PROBLEM DETAILS
Reproduce the lines below without any change, taking everything from the line containing "outline <item>concrete wall</item>" down to the line containing "M227 42L225 52L230 61L256 64L256 42Z", both of those included.

Segmentation labeling entries:

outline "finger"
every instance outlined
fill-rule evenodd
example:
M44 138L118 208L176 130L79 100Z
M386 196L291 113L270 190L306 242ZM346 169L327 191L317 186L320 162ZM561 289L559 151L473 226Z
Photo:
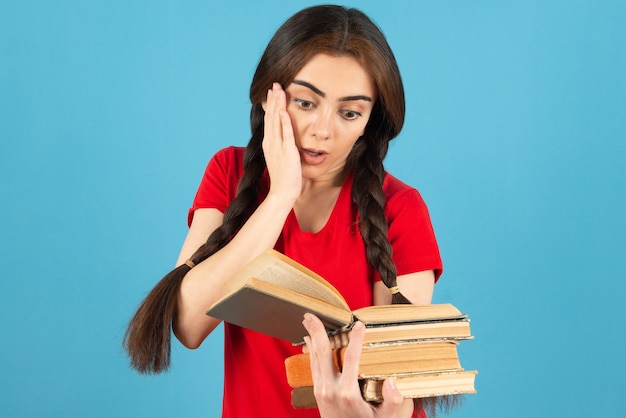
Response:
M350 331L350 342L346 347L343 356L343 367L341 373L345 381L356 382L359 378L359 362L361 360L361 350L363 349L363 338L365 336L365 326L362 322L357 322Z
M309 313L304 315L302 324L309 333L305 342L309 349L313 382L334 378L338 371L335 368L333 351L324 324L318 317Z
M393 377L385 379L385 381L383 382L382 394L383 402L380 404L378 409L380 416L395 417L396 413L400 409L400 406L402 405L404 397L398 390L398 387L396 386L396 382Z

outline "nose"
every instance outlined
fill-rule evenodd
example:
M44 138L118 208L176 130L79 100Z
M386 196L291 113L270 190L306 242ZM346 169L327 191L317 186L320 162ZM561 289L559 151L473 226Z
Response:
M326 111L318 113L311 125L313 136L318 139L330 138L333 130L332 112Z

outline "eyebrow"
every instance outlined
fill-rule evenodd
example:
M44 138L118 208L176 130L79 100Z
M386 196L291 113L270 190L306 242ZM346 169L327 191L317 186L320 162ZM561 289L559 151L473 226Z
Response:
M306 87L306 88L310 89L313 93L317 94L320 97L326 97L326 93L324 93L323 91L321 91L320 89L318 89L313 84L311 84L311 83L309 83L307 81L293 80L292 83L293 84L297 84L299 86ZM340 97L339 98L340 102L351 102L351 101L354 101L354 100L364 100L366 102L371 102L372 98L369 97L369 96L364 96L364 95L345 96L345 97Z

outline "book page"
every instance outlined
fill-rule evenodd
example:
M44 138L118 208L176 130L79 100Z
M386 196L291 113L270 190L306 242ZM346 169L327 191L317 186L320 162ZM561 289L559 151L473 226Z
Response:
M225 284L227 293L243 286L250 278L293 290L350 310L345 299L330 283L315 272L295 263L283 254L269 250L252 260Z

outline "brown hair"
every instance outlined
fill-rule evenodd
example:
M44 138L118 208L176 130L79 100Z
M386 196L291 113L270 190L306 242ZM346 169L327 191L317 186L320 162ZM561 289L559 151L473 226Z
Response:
--
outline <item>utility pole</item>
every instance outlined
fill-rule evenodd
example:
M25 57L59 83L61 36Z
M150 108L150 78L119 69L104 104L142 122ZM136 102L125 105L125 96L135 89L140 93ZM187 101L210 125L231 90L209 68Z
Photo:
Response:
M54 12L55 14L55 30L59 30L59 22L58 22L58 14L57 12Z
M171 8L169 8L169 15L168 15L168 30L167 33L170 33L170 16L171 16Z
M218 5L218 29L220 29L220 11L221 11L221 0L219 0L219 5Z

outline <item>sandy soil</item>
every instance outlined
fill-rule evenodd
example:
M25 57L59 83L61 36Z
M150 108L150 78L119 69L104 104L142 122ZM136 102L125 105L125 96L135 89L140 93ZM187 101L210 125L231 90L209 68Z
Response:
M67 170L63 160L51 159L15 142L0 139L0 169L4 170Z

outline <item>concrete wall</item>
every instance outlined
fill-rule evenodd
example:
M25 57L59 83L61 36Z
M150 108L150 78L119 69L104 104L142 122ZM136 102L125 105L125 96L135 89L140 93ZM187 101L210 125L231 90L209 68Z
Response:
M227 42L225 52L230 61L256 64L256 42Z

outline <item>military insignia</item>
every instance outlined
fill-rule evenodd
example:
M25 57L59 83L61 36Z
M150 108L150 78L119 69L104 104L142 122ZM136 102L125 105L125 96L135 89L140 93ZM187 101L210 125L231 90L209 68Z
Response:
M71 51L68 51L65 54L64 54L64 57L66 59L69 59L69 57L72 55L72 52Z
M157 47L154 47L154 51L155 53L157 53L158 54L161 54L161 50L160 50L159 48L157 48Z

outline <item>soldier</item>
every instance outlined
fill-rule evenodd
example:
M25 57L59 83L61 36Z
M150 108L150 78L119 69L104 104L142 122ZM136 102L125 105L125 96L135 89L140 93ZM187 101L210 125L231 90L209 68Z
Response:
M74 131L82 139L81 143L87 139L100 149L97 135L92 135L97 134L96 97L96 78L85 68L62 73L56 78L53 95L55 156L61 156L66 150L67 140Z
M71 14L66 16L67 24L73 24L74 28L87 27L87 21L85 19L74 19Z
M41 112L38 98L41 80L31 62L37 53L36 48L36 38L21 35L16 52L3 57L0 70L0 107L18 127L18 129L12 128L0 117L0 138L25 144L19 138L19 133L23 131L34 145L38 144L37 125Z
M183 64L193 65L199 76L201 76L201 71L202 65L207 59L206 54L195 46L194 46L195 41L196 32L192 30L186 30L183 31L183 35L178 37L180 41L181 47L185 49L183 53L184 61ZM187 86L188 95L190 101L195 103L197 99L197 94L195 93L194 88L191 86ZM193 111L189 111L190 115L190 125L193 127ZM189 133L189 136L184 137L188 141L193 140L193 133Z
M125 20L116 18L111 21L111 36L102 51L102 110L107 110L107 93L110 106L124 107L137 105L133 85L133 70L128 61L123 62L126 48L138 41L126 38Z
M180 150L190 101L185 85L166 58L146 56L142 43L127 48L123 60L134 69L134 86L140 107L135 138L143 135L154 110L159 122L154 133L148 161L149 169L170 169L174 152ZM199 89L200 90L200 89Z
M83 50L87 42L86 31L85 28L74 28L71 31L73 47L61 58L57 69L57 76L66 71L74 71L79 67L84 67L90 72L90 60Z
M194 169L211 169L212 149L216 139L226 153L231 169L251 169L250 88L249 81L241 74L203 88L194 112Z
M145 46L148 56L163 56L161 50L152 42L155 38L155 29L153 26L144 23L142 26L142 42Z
* * *
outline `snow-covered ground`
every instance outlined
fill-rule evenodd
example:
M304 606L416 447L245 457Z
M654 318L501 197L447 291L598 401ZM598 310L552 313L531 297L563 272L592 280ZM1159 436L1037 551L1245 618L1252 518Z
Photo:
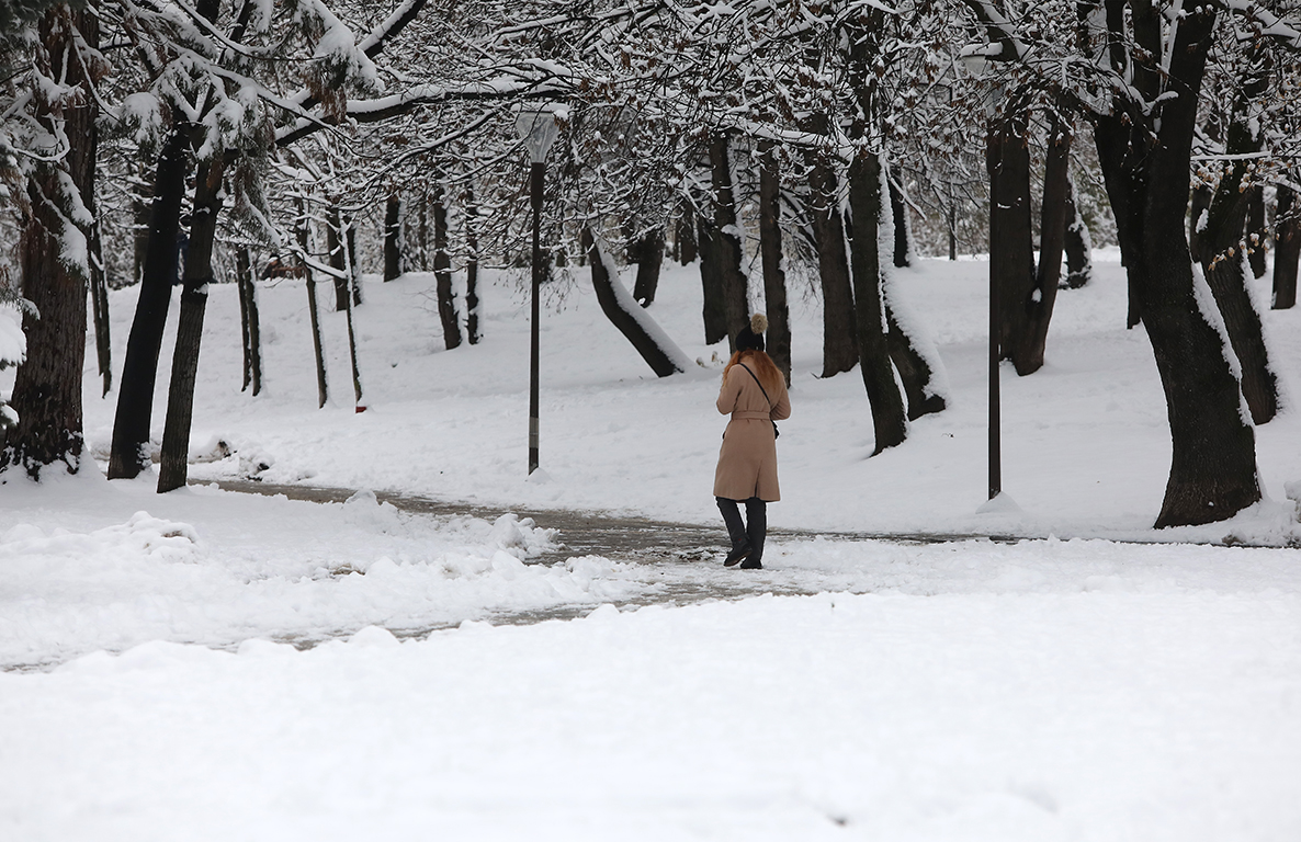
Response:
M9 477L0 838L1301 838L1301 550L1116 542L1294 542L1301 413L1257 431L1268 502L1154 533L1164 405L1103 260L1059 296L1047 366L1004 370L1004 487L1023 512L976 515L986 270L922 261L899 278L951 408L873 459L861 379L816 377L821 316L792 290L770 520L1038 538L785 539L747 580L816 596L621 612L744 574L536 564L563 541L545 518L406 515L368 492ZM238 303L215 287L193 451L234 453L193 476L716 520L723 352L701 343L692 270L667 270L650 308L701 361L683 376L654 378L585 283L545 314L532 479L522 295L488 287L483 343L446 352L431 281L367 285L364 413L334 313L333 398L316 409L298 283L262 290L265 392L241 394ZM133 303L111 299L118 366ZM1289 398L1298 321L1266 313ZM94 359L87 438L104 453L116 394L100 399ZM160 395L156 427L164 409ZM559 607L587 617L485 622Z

EXERCISE OUTPUT
outline <item>concrete wall</item>
every instance outlined
fill-rule evenodd
example:
M25 57L59 83L61 36Z
M150 108L150 78L119 69L104 104L142 122ZM136 102L125 105L125 96L135 89L140 93ZM187 101L210 125L231 90L209 68Z
Response:
M227 42L225 52L230 61L256 64L256 42Z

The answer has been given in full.